» TO-DO LIST:
- A) In the comments on the guessing game, why does Jolindbe object to calling Japan "enormous" compared with England?
- B) Repeat the stretch of the comments from "I got one metre" through "23 May 2013 (UTC)", word for word.

» EXCERPT PROVIDED:
▼
So by being in the same country you get a few thousand points. But, then I got an easy one because the street view showed a restaurant called Vila Cha, and sure enough TripAdvisor took me to Vila Cha in Campos Do Jordao in Sao Paolo, Brazil. I double checked in a separate tab the street view of the area, and I hit the point 0.023km off, and got "only" 6477 points. For the difficulty of the game, I'd think you'd get 5 digit scores for that at least. Uctriton00 (talk) 15:59, 20 May 2013 (UTC) uctriton00

I got the point 4 meters off, and only got about 6.5k points. --DiEvAl (talk) 20:13, 21 May 2013 (UTC)
I got one metre off, and earned 6479 points. Big cruise ship in port + giant "Welcome to Ketchikan" sign = easily Google-Maps-able location. Really, anything within about a kilometre gives near enough to the (apparent) maximum score so as to not make a difference... --Belthazar (talk) 09:57, 23 May 2013 (UTC)

"if you recognize Japanese characters on a sign, the nation of Japan actually encompasses an enormous area, so unless you can recognize a specific region, there's no obvious place to guess where you can hope to get high points. (Unlike somewhere like England, where guessing London is guaranteed to put you within reasonable distance from a global perspective.)" -- Japan is about three times as big as England, so I wouldn't say that Japan is "enormous" in comparison. Furthermore, since the part about Japan refers to recognition of Japanese characters, this would be equivalent to connecting signs in English to England, which apparently is not the most obvious conclusion. Jolindbe (talk) 19:26, 20 May 2013 (UTC)

Nation != Country. I once had an island somewhere in the Indian Ocean where everything was in Japanese. I don't remember what it was called though. --DiEvAl (talk) 20:13, 21 May 2013 (UTC)
▲
» COLLECTED DATA:
▼
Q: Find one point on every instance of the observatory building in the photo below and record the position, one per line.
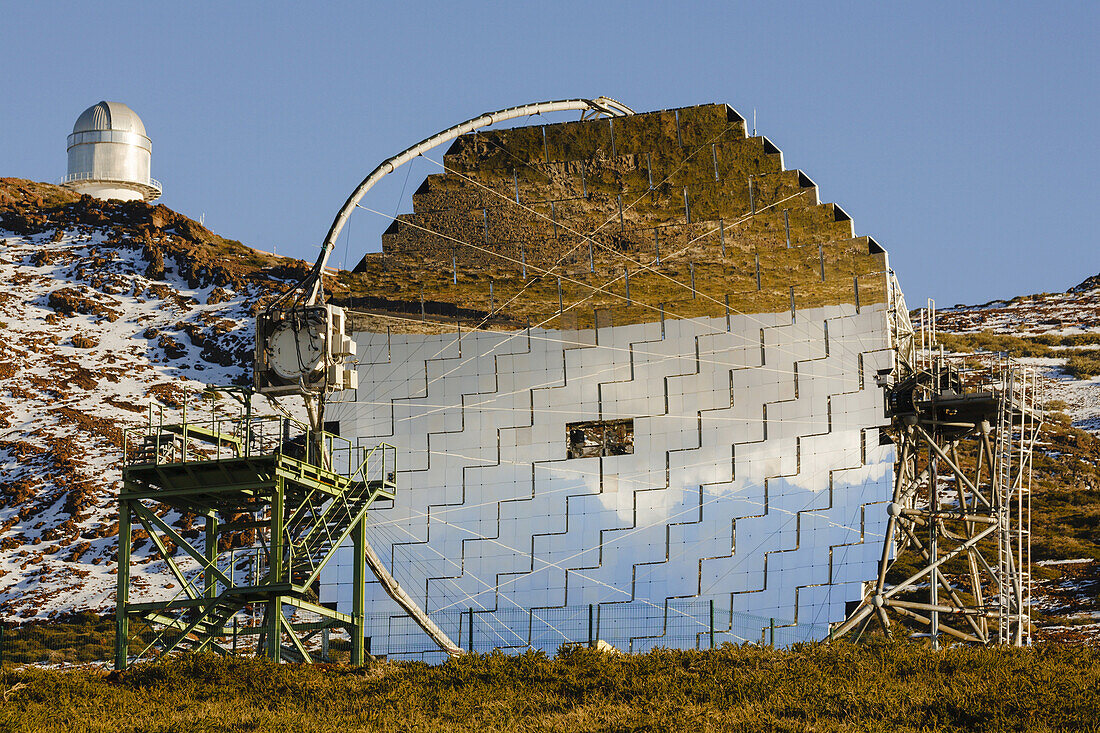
▲
» SOLVED TASKS:
- A) Jolindbe says Japan is only about three times as big as England, so it isn't "enormous" by comparison.

- B)
I got one metre off, and earned 6479 points. Big cruise ship in port + giant "Welcome to Ketchikan" sign = easily Google-Maps-able location. Really, anything within about a kilometre gives near enough to the (apparent) maximum score so as to not make a difference... --Belthazar (talk) 09:57, 23 May 2013 (UTC)